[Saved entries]
=-=-=

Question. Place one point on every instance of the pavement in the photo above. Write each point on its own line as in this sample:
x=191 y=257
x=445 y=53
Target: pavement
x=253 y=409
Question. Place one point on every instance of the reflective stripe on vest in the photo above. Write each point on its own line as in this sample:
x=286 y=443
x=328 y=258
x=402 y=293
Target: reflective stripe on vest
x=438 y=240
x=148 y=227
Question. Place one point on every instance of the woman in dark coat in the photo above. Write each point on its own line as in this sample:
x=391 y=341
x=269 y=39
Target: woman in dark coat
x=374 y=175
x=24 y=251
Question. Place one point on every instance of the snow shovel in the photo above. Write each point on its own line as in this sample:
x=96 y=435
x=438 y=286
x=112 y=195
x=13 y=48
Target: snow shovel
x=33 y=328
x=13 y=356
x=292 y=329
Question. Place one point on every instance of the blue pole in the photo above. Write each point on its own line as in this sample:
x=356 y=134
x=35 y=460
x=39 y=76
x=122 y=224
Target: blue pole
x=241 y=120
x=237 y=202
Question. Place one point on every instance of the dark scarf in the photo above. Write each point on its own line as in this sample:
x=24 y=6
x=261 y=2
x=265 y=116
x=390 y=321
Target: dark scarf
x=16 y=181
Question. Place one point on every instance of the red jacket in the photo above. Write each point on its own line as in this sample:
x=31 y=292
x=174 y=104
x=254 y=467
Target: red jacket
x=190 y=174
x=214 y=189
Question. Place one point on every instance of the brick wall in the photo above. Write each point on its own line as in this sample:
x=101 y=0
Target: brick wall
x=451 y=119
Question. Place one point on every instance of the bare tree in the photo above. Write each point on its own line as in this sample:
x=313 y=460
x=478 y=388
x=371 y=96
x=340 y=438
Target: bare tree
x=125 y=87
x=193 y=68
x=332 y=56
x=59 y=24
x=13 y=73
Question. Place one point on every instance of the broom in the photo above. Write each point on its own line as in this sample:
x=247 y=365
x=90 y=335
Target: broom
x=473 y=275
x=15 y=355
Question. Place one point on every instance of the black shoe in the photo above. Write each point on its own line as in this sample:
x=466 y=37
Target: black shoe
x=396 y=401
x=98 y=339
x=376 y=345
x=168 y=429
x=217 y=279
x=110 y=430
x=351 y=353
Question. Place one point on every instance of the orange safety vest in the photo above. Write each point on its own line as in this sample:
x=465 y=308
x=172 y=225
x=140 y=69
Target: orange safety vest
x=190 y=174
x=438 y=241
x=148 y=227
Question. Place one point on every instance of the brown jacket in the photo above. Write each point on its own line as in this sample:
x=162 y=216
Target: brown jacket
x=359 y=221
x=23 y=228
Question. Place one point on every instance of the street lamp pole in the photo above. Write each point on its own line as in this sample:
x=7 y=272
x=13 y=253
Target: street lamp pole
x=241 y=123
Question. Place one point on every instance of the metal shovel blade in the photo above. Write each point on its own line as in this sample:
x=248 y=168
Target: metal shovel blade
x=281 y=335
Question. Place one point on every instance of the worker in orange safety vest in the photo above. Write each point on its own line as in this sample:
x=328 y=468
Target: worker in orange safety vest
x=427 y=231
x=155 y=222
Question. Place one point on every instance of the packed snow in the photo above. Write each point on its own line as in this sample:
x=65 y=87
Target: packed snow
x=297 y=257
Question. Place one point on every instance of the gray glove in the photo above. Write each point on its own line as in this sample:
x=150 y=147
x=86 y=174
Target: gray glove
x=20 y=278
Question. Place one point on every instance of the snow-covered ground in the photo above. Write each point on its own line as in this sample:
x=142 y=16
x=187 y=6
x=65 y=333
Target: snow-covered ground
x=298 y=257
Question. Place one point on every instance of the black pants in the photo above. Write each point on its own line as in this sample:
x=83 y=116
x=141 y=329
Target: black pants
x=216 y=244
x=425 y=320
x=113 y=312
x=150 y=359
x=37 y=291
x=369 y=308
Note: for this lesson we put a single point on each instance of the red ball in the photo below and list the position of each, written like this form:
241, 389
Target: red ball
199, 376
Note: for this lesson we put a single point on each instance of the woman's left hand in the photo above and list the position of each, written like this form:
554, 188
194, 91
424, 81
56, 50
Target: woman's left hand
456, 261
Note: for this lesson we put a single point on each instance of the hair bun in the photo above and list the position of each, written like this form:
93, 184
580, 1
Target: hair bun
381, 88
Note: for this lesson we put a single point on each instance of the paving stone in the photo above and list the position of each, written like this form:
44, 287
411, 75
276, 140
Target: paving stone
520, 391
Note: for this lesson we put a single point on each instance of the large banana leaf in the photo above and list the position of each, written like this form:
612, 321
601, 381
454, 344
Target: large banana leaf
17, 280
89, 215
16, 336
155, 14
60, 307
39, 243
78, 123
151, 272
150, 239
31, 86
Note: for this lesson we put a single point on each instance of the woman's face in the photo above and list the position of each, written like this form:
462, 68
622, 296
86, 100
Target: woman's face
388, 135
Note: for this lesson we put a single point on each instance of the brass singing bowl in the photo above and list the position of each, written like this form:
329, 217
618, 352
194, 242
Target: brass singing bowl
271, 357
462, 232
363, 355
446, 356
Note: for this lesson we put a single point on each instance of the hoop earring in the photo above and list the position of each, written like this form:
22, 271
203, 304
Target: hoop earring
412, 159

=-=-=

• [Required work]:
Transcribe each line of the data above, unaltered, from the one where "x=340 y=438" appears to the one where "x=162 y=216" appears, inclusive of both.

• [Solution to this exercise]:
x=340 y=438
Target: bare tree
x=125 y=87
x=193 y=68
x=332 y=56
x=59 y=24
x=13 y=73
Question. Place one point on every instance of the broom in the photo above. Write each point on its own line as in this sample:
x=247 y=365
x=90 y=335
Target: broom
x=473 y=275
x=15 y=355
Question. Place one point on every instance of the black shoe in the photo above. Write each point on its own line as in this sample:
x=466 y=37
Target: black shoe
x=396 y=401
x=98 y=339
x=376 y=345
x=168 y=429
x=217 y=279
x=110 y=430
x=351 y=353
Question. Place one point on every instance of the orange safety vest in the photo above. Write each point on its own line as in this sample:
x=465 y=308
x=172 y=225
x=140 y=69
Target: orange safety vest
x=190 y=174
x=438 y=241
x=148 y=227
Question. Place one point on every instance of the brown jacket in the photo above. Write each point on its own line as in this sample:
x=162 y=216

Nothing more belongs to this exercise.